───── Recorded information

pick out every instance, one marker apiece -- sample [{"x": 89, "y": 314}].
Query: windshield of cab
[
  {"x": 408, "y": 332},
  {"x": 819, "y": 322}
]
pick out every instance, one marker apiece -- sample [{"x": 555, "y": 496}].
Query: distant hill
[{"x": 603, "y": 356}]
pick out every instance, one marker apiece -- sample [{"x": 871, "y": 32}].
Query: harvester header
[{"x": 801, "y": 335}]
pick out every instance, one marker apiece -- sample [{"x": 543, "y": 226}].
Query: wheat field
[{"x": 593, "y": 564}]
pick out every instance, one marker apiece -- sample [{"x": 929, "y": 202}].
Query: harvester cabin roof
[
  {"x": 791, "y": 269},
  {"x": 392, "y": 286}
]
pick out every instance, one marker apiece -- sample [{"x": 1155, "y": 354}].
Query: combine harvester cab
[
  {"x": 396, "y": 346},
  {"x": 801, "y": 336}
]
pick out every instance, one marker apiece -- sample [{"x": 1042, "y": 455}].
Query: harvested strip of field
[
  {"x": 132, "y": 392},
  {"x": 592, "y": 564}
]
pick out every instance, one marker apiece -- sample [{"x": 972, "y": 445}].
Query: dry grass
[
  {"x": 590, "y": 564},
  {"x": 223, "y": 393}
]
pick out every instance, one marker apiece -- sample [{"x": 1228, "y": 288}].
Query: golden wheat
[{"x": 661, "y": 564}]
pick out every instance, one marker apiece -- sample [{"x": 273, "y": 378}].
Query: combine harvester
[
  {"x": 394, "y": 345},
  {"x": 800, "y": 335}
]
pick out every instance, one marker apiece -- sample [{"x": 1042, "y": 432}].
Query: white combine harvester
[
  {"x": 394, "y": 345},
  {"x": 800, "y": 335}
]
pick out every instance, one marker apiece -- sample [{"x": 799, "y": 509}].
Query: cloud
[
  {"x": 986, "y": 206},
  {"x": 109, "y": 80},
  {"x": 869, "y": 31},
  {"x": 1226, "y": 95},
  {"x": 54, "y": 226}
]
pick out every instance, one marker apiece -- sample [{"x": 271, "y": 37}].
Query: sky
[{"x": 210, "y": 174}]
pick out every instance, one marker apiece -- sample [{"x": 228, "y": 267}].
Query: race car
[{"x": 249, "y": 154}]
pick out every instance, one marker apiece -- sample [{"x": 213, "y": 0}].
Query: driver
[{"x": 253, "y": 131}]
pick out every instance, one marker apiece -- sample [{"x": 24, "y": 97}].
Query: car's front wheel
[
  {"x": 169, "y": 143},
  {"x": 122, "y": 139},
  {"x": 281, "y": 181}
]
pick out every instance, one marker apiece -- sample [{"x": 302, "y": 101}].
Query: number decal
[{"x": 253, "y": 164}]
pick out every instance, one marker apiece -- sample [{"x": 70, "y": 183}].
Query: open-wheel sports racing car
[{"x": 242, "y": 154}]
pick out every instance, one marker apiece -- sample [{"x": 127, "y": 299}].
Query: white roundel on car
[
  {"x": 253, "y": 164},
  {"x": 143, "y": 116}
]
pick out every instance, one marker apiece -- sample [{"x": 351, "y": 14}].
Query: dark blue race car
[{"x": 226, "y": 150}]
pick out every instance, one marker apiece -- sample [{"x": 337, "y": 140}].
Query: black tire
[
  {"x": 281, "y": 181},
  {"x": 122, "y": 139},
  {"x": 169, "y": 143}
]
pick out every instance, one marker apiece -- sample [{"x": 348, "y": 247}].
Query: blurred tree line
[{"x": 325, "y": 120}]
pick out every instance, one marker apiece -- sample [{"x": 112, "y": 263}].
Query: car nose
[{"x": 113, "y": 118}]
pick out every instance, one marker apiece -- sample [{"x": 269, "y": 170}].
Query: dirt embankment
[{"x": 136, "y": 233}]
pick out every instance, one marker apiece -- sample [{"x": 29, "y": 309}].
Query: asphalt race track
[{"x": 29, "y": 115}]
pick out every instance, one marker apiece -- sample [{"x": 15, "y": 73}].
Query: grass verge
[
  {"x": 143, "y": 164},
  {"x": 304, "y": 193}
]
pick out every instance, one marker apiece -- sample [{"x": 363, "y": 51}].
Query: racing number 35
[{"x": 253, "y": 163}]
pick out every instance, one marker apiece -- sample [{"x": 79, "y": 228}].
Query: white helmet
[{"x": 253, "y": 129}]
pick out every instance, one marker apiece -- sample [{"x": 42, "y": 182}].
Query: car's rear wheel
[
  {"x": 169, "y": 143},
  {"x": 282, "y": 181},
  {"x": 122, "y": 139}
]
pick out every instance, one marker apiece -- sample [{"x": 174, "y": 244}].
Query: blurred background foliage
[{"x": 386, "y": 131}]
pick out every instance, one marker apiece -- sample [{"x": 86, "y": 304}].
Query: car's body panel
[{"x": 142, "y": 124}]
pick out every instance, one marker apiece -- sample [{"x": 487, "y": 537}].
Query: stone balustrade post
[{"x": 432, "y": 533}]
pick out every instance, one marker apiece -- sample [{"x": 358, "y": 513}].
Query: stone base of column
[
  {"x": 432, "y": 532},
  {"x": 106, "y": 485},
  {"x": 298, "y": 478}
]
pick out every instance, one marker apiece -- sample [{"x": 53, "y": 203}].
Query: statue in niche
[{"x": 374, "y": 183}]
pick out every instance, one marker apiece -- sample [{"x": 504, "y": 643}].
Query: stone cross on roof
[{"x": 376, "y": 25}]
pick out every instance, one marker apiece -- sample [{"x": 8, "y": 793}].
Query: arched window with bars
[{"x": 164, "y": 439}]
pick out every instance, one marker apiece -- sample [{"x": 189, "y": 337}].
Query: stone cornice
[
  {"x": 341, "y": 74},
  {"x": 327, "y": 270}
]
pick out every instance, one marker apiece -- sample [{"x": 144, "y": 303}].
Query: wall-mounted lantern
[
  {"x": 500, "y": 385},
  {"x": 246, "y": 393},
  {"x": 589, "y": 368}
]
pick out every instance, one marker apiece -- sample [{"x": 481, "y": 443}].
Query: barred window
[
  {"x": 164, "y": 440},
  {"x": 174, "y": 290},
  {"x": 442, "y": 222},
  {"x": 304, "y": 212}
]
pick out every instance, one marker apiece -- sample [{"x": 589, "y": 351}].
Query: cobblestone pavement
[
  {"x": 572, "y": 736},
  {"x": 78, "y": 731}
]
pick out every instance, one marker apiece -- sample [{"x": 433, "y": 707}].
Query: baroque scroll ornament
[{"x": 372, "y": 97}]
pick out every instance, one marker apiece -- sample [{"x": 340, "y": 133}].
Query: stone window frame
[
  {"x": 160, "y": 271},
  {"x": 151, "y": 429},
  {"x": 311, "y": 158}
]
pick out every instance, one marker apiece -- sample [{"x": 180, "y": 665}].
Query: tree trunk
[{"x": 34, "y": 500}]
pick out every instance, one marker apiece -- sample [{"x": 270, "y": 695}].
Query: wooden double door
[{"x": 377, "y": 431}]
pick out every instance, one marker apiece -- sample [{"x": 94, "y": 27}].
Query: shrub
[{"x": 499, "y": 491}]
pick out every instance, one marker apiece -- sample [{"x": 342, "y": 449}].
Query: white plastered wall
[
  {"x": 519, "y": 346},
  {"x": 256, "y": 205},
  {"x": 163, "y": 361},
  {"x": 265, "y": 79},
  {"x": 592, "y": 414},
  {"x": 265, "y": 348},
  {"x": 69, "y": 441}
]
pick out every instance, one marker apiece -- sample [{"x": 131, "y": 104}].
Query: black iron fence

──────────

What you should do —
Please quote the records above exactly, without skipping a line.

Task result —
pick out every instance, one marker apiece -- sample [{"x": 89, "y": 314}].
Query: windshield of cab
[
  {"x": 408, "y": 332},
  {"x": 819, "y": 322}
]
pick out every instance, one marker apiece -- sample [{"x": 555, "y": 496}].
Query: distant hill
[{"x": 603, "y": 356}]
pick out every instance, one marker apiece -- sample [{"x": 871, "y": 32}].
Query: harvester header
[{"x": 801, "y": 335}]
pick out every instance, one marker apiece -- sample [{"x": 543, "y": 226}].
Query: wheat field
[{"x": 593, "y": 564}]
pick out every instance, one marker apiece -- sample [{"x": 929, "y": 202}].
Query: harvester cabin roof
[
  {"x": 791, "y": 269},
  {"x": 392, "y": 286}
]
pick out every instance, one marker apiece -- sample [{"x": 1155, "y": 354}].
Query: combine harvester cab
[
  {"x": 396, "y": 346},
  {"x": 801, "y": 336}
]
pick out every instance, one marker apiece -- sample [{"x": 1042, "y": 455}].
Query: harvested strip of field
[
  {"x": 132, "y": 392},
  {"x": 592, "y": 564}
]
pick out every instance, one marker apiece -- sample [{"x": 972, "y": 445}].
Query: dry grass
[
  {"x": 590, "y": 564},
  {"x": 223, "y": 393}
]
pick out every instance, one marker apiece -- sample [{"x": 1228, "y": 288}].
Query: golden wheat
[{"x": 661, "y": 564}]
pick out every instance, one marker apiece -- sample [{"x": 273, "y": 378}].
Query: combine harvester
[
  {"x": 394, "y": 345},
  {"x": 800, "y": 335}
]
pick out every instance, one marker apiece -- sample [{"x": 1042, "y": 432}].
Query: white combine harvester
[
  {"x": 394, "y": 345},
  {"x": 800, "y": 335}
]
pick out every instance, one marker apiece -- sample [{"x": 799, "y": 509}].
Query: cloud
[
  {"x": 986, "y": 206},
  {"x": 109, "y": 80},
  {"x": 869, "y": 31},
  {"x": 1226, "y": 95},
  {"x": 54, "y": 226}
]
pick out every instance, one marker apiece -- sample [{"x": 271, "y": 37}].
Query: sky
[{"x": 210, "y": 174}]
pick out every instance, one marker apiece -- sample [{"x": 228, "y": 267}].
Query: race car
[{"x": 249, "y": 154}]
pick out every instance, one marker apiece -- sample [{"x": 213, "y": 0}].
Query: driver
[{"x": 253, "y": 131}]
pick out every instance, one marker apiece -- sample [{"x": 24, "y": 97}].
Query: car's front wheel
[
  {"x": 169, "y": 143},
  {"x": 122, "y": 139},
  {"x": 281, "y": 181}
]
pick out every instance, one marker apiece -- sample [{"x": 302, "y": 101}].
Query: number decal
[{"x": 253, "y": 164}]
pick out every instance, one marker apiece -- sample [{"x": 70, "y": 183}].
Query: open-wheel sports racing car
[{"x": 242, "y": 154}]
pick out every instance, one marker apiece -- sample [{"x": 127, "y": 299}].
Query: white roundel on car
[
  {"x": 253, "y": 164},
  {"x": 143, "y": 116}
]
pick out every instance, one marker apiece -- sample [{"x": 351, "y": 14}].
Query: dark blue race car
[{"x": 226, "y": 150}]
pick out every instance, one marker apiece -- sample [{"x": 337, "y": 140}].
Query: black tire
[
  {"x": 281, "y": 181},
  {"x": 122, "y": 139},
  {"x": 169, "y": 143}
]
pick out every instance, one marker apiece -- sample [{"x": 348, "y": 247}].
Query: blurred tree line
[{"x": 325, "y": 120}]
pick out every instance, one marker apiece -- sample [{"x": 112, "y": 263}].
Query: car nose
[{"x": 113, "y": 118}]
pick out every instance, one marker apiece -- sample [{"x": 269, "y": 170}].
Query: dirt embankment
[{"x": 136, "y": 233}]
pick out every instance, one marker apiece -- sample [{"x": 29, "y": 309}].
Query: asphalt race track
[{"x": 29, "y": 115}]
pick out every instance, one marker apiece -- sample [{"x": 15, "y": 73}].
Query: grass verge
[
  {"x": 143, "y": 164},
  {"x": 304, "y": 193}
]
pick out every instance, one marker apiece -- sample [{"x": 363, "y": 51}].
Query: racing number 35
[{"x": 253, "y": 163}]
pick out every instance, one marker apiece -- sample [{"x": 79, "y": 228}].
Query: white helmet
[{"x": 253, "y": 129}]
pick out every instance, one marker apiece -- sample [{"x": 42, "y": 182}].
Query: car's rear wheel
[
  {"x": 169, "y": 143},
  {"x": 282, "y": 181},
  {"x": 122, "y": 139}
]
pick out every instance, one marker apiece -- sample [{"x": 174, "y": 244}].
Query: blurred background foliage
[{"x": 386, "y": 131}]
pick out every instance, one marker apiece -- sample [{"x": 86, "y": 304}].
Query: car's body panel
[{"x": 142, "y": 124}]
pick out every instance, one marker apiece -- sample [{"x": 487, "y": 537}].
Query: stone balustrade post
[{"x": 432, "y": 533}]
pick out every instance, one marker apiece -- sample [{"x": 358, "y": 513}].
Query: stone base of column
[
  {"x": 432, "y": 532},
  {"x": 106, "y": 485},
  {"x": 298, "y": 478}
]
pick out every instance, one marker apiece -- sample [{"x": 53, "y": 203}].
Query: statue in niche
[{"x": 374, "y": 183}]
pick out every instance, one marker apiece -- sample [{"x": 504, "y": 643}].
Query: stone cross on roof
[{"x": 376, "y": 25}]
pick out every instance, one marker apiece -- sample [{"x": 8, "y": 793}].
Query: arched window with bars
[{"x": 164, "y": 439}]
pick out every instance, one marker apiece -- sample [{"x": 189, "y": 337}].
Query: stone cornice
[
  {"x": 341, "y": 74},
  {"x": 327, "y": 270}
]
pick out every instance, one marker apiece -- sample [{"x": 144, "y": 303}].
Query: wall-mounted lantern
[
  {"x": 500, "y": 385},
  {"x": 246, "y": 393},
  {"x": 589, "y": 368}
]
pick out every instance, one marker apiece -- sample [{"x": 481, "y": 443}].
Query: barred window
[
  {"x": 164, "y": 440},
  {"x": 174, "y": 290},
  {"x": 442, "y": 222},
  {"x": 304, "y": 212}
]
pick out every instance, one marker apiece -- sample [{"x": 589, "y": 351}].
Query: cobblestone pavement
[
  {"x": 572, "y": 736},
  {"x": 78, "y": 731}
]
pick out every instance, one marker apiece -- sample [{"x": 433, "y": 707}].
Query: baroque scroll ornament
[{"x": 372, "y": 97}]
pick out every instance, one marker apiece -- sample [{"x": 340, "y": 133}].
Query: stone window frame
[
  {"x": 160, "y": 271},
  {"x": 151, "y": 429},
  {"x": 311, "y": 158}
]
pick out every instance, one marker apiece -- sample [{"x": 180, "y": 665}].
Query: tree trunk
[{"x": 34, "y": 500}]
pick out every instance, one marker apiece -- sample [{"x": 270, "y": 695}].
Query: wooden double door
[{"x": 377, "y": 431}]
pick out every instance, one marker apiece -- sample [{"x": 94, "y": 27}].
Query: shrub
[{"x": 499, "y": 491}]
pick out every instance, one marker apiece -- sample [{"x": 342, "y": 449}].
Query: white plastered wall
[
  {"x": 519, "y": 346},
  {"x": 256, "y": 205},
  {"x": 163, "y": 361},
  {"x": 265, "y": 79},
  {"x": 592, "y": 414},
  {"x": 265, "y": 348},
  {"x": 69, "y": 441}
]
pick out every instance, one marker apiece -- sample [{"x": 131, "y": 104}].
Query: black iron fence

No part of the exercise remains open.